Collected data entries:
- - - - -

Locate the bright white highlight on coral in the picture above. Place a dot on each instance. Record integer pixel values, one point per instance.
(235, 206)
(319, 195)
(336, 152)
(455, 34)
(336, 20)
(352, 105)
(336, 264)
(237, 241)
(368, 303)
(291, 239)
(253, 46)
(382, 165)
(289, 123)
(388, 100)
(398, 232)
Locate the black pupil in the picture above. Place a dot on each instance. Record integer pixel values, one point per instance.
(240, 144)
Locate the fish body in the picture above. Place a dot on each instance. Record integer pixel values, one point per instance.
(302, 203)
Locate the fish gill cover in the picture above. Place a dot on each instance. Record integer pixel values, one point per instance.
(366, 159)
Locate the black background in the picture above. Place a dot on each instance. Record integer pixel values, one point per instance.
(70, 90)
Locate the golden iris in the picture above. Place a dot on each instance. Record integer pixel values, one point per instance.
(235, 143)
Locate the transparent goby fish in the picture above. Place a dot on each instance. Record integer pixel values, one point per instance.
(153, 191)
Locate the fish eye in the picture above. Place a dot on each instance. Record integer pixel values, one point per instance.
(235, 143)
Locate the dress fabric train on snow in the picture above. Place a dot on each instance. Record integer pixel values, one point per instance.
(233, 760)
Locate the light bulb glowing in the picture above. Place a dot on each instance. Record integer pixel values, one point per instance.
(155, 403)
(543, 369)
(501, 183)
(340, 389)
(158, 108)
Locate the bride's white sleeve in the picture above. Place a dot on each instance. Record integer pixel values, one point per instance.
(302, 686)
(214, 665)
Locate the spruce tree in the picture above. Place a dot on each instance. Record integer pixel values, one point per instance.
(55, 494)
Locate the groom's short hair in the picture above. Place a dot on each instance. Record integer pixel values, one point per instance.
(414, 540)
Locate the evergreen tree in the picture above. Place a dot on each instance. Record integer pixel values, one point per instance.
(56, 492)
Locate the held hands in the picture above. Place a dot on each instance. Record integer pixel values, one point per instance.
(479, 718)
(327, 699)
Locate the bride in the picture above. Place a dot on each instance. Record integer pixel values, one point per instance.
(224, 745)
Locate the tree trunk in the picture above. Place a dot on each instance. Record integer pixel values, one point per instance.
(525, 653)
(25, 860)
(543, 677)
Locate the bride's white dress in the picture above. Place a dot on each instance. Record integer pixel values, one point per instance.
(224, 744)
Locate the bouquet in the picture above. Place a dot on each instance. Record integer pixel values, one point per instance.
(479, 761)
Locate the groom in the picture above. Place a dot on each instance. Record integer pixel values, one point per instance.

- - - - -

Reproduce the material from the line with "Locate the bride's white dress" through the end, changing "bouquet" to "bridal bouquet" and leaving everything else unaltered.

→ **Answer for the task**:
Locate the bride's white dress in the picture above. Place a dot on each instance. Record integer pixel values, one point per instance.
(224, 744)
Locate the bridal bouquet in the picture above. Place a dot on each instance. Record integer pixel values, one point per instance.
(479, 761)
Locate the groom in the picture above. Place a dot on each instance. Record integer pixel values, one point per instance.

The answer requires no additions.